--- EXERCISE ---
Tally the lines in the data below where the word "boxing" appears, and give the tally alone.

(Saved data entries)
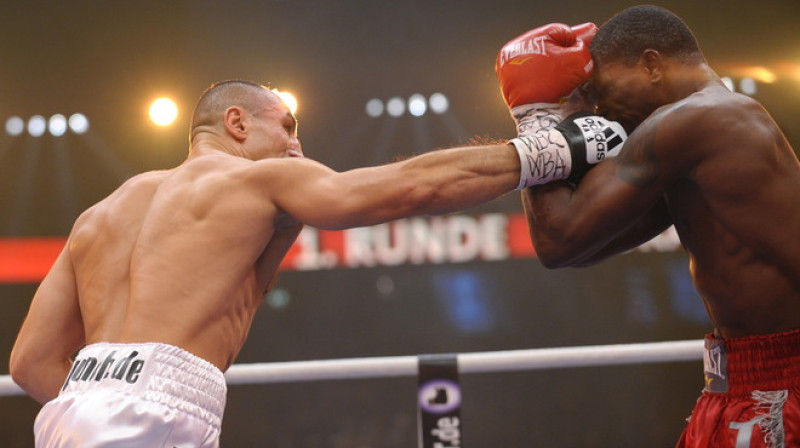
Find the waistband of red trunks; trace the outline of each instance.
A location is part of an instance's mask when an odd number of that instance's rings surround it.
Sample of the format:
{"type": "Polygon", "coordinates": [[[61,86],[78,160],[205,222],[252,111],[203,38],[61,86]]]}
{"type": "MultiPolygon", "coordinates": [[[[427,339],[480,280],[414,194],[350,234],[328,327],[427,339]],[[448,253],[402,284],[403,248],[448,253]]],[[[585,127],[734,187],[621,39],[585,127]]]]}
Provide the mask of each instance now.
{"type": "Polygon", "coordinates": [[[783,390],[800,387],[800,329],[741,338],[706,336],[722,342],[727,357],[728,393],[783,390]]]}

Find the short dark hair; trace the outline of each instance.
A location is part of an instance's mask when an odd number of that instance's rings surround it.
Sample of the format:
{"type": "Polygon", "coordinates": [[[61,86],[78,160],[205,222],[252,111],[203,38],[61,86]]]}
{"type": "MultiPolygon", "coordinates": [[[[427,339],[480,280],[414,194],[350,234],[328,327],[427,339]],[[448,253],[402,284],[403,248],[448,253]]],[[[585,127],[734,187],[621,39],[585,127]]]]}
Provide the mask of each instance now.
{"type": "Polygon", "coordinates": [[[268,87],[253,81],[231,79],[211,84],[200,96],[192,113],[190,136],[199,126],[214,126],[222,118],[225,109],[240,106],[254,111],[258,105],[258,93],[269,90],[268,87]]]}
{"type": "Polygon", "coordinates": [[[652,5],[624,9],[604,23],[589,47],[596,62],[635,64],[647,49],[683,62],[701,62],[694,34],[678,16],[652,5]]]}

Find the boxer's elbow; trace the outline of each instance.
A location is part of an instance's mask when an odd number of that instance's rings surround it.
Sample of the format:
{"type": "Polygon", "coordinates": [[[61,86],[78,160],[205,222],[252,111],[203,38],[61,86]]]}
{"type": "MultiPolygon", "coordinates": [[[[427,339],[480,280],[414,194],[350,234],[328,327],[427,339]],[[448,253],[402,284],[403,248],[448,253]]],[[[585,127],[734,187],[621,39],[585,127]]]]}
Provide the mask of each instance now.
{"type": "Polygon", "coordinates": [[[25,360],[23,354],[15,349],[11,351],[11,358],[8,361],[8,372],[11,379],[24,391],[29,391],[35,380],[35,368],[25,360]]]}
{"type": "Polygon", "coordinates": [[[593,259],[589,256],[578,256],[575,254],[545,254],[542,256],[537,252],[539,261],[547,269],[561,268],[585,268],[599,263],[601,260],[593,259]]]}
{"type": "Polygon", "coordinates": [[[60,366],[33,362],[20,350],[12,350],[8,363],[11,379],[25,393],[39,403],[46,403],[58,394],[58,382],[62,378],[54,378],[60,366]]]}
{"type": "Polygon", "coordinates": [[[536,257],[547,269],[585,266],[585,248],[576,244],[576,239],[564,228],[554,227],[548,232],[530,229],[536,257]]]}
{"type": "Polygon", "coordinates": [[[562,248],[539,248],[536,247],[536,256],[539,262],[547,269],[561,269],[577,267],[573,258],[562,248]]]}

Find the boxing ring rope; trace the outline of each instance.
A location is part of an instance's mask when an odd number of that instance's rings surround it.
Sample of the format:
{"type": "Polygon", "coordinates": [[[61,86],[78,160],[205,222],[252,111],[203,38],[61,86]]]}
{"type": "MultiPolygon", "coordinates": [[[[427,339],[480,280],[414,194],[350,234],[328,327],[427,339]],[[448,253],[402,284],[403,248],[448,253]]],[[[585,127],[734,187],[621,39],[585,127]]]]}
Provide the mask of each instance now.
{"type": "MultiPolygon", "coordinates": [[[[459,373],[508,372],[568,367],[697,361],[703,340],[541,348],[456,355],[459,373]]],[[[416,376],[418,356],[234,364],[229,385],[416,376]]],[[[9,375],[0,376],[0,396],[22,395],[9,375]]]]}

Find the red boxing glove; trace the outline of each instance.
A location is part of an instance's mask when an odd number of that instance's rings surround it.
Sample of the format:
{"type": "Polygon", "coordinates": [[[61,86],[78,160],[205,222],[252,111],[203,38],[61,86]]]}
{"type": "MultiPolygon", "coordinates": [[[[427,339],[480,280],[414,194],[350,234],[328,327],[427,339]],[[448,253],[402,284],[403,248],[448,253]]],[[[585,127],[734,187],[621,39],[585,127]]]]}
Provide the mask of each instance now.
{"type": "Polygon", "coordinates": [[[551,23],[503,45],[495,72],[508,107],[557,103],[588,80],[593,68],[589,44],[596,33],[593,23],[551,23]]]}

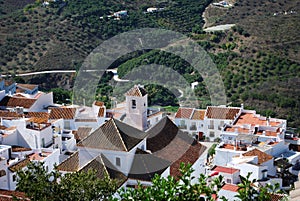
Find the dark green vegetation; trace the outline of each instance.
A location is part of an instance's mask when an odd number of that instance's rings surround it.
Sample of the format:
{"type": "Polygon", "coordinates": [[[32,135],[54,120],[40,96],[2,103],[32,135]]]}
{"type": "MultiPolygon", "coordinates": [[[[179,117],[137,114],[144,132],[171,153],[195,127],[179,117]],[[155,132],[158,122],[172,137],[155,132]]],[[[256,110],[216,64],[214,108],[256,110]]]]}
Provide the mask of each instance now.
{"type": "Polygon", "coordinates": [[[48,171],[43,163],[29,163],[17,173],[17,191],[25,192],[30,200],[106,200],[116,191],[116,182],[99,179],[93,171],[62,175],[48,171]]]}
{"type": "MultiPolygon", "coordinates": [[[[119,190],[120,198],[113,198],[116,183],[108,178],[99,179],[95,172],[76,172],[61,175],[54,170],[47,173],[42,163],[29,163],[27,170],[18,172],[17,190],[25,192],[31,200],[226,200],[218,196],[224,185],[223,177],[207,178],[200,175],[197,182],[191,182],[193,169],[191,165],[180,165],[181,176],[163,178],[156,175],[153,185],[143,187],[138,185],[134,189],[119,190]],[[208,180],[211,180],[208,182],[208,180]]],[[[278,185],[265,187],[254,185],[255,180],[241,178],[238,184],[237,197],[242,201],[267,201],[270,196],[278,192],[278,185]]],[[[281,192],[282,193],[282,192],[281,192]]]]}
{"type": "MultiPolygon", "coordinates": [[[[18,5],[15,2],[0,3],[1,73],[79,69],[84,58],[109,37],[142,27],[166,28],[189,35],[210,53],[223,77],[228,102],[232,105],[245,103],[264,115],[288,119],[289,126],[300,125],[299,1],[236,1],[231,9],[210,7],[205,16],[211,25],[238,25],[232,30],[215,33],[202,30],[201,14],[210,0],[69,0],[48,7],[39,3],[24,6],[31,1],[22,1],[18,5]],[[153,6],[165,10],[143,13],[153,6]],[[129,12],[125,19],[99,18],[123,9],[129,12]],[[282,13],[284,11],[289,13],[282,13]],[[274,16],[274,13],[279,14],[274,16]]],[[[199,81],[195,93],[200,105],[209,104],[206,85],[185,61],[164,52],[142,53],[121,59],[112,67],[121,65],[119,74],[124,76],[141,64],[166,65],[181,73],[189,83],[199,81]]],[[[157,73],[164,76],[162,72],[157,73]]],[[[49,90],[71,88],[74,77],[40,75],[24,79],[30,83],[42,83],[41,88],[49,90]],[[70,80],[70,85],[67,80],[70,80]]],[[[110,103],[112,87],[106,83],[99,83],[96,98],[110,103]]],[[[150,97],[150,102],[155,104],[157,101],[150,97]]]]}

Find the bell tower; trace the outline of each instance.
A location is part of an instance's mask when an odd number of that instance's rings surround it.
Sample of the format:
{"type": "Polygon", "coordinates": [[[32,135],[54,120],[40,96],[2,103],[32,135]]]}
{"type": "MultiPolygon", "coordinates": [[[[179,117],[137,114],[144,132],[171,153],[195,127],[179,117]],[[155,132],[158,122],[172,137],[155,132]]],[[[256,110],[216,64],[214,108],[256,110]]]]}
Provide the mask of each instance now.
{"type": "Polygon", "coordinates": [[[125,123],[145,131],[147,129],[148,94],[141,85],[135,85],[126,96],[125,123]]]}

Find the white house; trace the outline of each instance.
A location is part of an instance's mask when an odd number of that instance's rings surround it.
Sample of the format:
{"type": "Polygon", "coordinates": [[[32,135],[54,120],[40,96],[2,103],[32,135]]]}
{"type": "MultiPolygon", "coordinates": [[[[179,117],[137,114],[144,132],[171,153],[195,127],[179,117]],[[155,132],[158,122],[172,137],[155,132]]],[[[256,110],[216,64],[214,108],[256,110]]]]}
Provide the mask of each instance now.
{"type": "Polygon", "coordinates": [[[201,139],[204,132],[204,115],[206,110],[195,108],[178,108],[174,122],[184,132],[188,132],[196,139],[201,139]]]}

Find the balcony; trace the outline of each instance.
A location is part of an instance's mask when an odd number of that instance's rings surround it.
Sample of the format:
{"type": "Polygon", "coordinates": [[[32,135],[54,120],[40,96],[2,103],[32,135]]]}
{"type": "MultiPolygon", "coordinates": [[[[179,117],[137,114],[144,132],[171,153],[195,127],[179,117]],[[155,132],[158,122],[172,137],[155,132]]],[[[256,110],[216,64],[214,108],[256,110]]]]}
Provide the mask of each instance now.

--- WRITTEN REPLY ---
2